## WHAT TO WORK ON:
The answer must consist of each line of the records below that contains the string "standing".

=== EXERCISE DATA ===

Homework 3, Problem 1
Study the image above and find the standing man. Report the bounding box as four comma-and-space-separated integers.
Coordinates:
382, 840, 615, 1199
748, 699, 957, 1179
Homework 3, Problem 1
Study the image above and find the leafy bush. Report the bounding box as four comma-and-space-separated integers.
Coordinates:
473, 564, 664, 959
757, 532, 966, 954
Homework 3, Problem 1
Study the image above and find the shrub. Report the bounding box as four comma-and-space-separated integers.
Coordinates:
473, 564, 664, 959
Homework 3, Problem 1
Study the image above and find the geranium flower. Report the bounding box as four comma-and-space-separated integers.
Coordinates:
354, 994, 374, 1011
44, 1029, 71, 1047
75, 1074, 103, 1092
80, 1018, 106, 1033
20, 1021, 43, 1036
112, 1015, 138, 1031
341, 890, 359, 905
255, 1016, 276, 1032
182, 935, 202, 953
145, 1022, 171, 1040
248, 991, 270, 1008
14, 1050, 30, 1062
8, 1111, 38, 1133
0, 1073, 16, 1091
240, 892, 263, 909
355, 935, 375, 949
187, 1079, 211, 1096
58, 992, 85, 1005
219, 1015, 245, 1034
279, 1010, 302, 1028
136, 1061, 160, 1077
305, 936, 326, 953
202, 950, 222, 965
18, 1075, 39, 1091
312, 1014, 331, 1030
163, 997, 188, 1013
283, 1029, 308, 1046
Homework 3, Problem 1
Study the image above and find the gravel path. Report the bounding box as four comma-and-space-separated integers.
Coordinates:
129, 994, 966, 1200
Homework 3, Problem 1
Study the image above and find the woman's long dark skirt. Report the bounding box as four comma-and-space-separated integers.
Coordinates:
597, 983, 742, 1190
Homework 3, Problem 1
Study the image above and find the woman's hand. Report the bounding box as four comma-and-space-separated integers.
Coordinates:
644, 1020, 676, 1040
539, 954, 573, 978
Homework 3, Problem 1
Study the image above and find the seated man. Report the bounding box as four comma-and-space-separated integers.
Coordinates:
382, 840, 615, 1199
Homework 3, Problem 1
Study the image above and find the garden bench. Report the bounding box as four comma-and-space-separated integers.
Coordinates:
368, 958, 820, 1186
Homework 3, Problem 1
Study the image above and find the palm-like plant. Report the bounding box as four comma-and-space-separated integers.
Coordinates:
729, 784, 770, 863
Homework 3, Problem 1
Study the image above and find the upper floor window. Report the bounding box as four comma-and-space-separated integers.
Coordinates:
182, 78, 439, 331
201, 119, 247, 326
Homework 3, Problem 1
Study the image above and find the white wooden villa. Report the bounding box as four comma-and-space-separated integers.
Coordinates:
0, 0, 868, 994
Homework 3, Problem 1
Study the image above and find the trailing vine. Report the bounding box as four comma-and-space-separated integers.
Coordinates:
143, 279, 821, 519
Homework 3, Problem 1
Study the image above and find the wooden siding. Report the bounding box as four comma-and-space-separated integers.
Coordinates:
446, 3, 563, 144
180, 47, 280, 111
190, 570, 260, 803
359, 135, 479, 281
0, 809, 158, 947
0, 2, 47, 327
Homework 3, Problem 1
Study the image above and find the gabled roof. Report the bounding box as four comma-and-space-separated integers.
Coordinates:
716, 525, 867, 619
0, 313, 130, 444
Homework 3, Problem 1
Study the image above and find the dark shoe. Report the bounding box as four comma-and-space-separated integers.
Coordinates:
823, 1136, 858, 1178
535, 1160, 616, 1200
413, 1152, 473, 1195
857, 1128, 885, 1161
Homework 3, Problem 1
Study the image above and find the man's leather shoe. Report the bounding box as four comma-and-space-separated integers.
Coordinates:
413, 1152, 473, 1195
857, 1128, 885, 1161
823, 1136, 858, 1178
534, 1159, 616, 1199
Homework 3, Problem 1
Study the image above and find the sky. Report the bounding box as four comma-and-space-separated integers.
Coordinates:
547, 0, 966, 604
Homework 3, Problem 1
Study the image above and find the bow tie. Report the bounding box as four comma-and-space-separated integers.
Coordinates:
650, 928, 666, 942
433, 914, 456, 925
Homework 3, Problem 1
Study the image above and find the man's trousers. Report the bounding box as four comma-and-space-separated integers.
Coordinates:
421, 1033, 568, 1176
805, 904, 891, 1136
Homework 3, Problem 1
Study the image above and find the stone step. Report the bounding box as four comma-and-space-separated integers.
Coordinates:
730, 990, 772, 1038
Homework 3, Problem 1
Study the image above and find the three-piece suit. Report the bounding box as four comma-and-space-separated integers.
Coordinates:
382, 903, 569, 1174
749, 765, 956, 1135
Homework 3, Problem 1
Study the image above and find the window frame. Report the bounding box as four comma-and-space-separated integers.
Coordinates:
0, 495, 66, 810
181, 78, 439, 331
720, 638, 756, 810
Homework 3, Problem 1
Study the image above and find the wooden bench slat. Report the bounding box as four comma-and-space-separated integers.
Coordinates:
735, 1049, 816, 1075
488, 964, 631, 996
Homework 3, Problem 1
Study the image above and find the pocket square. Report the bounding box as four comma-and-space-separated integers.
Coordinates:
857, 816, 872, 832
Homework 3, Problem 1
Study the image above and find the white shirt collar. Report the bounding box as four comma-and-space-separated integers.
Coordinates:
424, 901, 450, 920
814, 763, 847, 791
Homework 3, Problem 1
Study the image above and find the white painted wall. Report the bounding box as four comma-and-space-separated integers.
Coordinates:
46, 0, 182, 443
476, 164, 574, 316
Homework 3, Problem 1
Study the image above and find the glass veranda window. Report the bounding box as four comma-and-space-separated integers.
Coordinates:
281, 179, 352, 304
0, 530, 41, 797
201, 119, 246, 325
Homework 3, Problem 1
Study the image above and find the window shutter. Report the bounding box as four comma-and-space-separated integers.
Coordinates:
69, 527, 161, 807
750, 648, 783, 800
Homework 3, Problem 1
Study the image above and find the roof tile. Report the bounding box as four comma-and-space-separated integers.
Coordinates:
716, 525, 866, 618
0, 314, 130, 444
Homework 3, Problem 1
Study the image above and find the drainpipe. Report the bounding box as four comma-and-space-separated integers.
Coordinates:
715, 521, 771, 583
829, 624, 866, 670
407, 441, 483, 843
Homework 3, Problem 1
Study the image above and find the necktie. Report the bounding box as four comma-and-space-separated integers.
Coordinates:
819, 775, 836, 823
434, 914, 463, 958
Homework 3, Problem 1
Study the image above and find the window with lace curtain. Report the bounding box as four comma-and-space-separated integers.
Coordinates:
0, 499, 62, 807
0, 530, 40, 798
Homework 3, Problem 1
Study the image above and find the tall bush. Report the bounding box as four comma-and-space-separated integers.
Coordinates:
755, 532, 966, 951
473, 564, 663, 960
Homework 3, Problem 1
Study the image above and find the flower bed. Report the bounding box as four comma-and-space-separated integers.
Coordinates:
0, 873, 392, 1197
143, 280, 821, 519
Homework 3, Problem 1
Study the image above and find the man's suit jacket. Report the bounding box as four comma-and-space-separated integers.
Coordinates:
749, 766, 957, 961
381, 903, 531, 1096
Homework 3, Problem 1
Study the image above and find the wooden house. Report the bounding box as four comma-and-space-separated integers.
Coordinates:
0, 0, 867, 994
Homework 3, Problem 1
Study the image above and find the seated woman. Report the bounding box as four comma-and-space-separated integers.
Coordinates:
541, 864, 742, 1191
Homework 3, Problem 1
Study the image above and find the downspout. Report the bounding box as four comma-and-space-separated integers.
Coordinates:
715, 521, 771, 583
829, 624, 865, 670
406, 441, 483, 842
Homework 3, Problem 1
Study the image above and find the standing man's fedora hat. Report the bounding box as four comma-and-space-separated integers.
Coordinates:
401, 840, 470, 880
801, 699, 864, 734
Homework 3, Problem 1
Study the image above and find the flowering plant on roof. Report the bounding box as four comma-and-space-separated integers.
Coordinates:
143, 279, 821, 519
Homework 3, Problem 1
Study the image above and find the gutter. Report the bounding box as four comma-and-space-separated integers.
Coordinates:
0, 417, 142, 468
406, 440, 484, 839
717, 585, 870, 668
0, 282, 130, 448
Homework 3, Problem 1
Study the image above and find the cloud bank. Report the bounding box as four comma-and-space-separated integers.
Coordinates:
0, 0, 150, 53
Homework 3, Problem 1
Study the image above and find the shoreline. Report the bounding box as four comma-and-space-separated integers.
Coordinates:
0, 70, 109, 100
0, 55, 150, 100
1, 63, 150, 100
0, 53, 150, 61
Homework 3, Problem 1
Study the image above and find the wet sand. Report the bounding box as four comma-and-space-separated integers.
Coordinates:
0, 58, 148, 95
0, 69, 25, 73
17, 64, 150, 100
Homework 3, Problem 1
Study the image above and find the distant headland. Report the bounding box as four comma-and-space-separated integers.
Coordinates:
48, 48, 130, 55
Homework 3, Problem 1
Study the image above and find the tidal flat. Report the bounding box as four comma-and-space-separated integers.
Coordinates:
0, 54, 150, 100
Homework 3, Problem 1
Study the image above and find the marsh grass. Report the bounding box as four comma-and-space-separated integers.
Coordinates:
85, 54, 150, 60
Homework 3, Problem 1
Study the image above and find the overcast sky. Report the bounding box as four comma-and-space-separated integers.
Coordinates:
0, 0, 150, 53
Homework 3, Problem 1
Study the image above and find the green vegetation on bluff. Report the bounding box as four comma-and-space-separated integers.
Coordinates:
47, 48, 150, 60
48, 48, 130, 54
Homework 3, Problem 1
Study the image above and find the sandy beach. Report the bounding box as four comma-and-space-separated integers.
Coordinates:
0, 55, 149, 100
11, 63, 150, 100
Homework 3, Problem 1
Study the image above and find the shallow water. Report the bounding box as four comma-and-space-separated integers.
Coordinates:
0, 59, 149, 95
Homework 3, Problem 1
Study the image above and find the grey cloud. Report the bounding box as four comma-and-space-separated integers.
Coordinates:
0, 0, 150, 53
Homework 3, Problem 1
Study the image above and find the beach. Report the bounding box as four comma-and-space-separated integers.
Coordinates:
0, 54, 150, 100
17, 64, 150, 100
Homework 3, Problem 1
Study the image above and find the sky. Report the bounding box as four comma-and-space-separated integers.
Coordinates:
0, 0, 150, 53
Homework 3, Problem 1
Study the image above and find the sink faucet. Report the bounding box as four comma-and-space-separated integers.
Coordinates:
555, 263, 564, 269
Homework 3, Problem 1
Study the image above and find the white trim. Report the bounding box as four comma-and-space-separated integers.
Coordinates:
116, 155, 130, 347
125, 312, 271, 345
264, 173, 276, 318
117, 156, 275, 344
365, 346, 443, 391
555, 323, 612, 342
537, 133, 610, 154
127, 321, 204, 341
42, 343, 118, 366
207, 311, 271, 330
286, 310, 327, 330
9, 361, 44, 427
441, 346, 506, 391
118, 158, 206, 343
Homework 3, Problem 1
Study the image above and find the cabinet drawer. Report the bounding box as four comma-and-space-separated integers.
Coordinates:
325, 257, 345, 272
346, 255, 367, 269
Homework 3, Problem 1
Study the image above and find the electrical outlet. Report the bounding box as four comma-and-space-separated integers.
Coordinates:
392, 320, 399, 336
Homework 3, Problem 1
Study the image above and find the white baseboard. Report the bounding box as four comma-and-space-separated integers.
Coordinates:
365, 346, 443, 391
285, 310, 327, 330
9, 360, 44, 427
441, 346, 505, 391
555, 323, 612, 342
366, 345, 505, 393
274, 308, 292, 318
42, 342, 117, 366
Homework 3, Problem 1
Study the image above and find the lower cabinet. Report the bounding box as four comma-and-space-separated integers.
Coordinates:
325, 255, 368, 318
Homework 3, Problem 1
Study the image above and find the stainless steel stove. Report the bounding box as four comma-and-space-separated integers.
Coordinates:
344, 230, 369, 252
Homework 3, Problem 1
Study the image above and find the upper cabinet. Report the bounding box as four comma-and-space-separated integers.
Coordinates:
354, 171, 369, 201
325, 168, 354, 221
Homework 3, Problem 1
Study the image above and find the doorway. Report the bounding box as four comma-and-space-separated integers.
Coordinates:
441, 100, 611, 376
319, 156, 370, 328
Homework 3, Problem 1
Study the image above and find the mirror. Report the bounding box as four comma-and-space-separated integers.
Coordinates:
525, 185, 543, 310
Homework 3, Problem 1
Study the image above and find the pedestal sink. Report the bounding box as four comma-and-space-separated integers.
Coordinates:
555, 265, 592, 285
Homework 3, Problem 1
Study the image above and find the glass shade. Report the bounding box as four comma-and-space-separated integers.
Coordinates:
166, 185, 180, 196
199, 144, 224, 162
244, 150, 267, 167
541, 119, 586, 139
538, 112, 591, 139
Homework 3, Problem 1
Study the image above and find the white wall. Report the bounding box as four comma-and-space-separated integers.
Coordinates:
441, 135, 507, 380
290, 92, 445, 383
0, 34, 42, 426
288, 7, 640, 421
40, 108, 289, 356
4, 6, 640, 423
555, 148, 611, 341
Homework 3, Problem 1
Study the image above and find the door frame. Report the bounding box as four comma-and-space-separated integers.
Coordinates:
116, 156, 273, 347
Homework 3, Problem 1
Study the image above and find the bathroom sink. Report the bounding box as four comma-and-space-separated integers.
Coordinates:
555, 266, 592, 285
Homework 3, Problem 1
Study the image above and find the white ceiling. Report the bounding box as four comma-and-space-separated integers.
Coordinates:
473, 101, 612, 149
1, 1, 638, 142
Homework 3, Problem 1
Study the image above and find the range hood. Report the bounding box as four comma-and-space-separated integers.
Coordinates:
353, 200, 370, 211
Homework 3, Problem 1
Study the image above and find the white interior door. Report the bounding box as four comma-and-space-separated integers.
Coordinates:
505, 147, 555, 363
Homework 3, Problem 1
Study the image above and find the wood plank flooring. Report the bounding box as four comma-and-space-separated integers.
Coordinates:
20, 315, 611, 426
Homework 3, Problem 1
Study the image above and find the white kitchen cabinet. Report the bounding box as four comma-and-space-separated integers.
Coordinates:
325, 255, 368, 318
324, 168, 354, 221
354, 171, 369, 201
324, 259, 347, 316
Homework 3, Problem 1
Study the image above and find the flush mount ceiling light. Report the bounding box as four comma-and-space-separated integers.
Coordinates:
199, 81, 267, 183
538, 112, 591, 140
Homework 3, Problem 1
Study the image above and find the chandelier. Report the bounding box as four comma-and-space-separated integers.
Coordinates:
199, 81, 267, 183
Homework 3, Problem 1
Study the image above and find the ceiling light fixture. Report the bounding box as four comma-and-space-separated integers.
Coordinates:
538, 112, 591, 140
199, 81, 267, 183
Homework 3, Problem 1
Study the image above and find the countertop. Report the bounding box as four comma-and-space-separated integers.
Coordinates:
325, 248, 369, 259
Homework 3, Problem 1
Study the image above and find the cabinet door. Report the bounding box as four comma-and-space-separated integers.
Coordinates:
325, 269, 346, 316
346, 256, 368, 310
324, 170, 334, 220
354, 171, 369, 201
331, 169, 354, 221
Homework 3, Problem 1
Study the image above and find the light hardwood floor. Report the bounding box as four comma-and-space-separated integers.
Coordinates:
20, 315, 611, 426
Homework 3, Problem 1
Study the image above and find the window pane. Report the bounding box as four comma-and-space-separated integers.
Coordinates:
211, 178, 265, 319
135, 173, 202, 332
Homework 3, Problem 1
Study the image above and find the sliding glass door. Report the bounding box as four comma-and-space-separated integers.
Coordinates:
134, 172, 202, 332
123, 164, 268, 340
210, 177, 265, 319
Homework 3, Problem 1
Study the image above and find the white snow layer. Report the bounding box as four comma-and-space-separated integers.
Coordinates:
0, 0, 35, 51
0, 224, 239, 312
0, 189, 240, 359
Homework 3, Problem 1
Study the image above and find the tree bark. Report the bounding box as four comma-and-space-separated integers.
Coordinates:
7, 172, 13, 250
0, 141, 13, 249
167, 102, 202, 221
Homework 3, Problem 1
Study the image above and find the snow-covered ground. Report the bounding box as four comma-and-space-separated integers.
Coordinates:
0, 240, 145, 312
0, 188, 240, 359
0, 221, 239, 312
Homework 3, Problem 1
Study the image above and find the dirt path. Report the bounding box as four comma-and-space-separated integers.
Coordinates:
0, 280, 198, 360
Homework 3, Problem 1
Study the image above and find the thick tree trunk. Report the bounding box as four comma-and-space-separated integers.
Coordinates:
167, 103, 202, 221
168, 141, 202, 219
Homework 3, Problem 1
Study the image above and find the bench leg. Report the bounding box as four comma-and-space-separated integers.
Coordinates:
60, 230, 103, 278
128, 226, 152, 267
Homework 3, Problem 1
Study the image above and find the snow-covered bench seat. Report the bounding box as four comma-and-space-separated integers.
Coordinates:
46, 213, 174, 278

===

## SOLUTION FOR THIS TASK:
Study the image above and find the standing man. Report the bounding box as four comma-and-space-separated integers.
Study the image above and find the standing man's fedora hat. Report the bounding box as four comma-and-space-separated integers.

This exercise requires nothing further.